» Ziel
Ersetze in allem vom Anfang der Einträge bis einschließlich der Zeile mit „x=581, y=320“ das Wort „necklace“ durch „pendant“ und gib diesen Abschnitt sonst unverändert wieder.

_ _ _ _

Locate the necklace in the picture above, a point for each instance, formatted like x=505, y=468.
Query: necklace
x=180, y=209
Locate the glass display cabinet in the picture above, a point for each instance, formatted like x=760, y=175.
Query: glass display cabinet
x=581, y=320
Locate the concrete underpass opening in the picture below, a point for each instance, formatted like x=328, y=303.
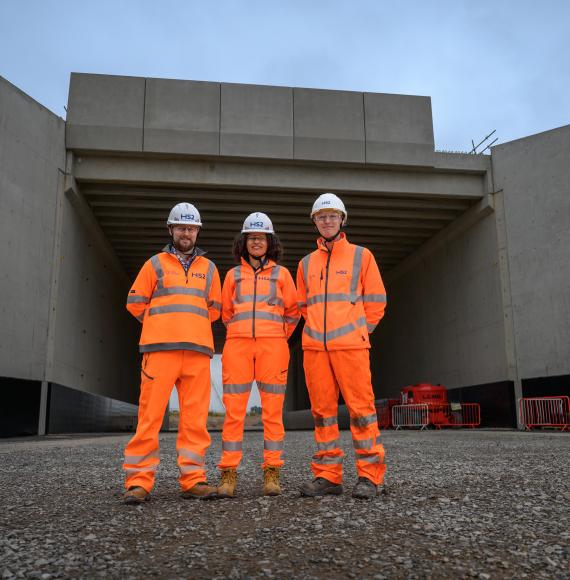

_ _ _ _

» Fertige Antwort
Locate the pendant in the picture above, a point for each instance, formatted like x=505, y=468.
Query: pendant
x=180, y=209
Locate the glass display cabinet in the picture above, a point for each instance, formatted like x=760, y=175.
Query: glass display cabinet
x=581, y=320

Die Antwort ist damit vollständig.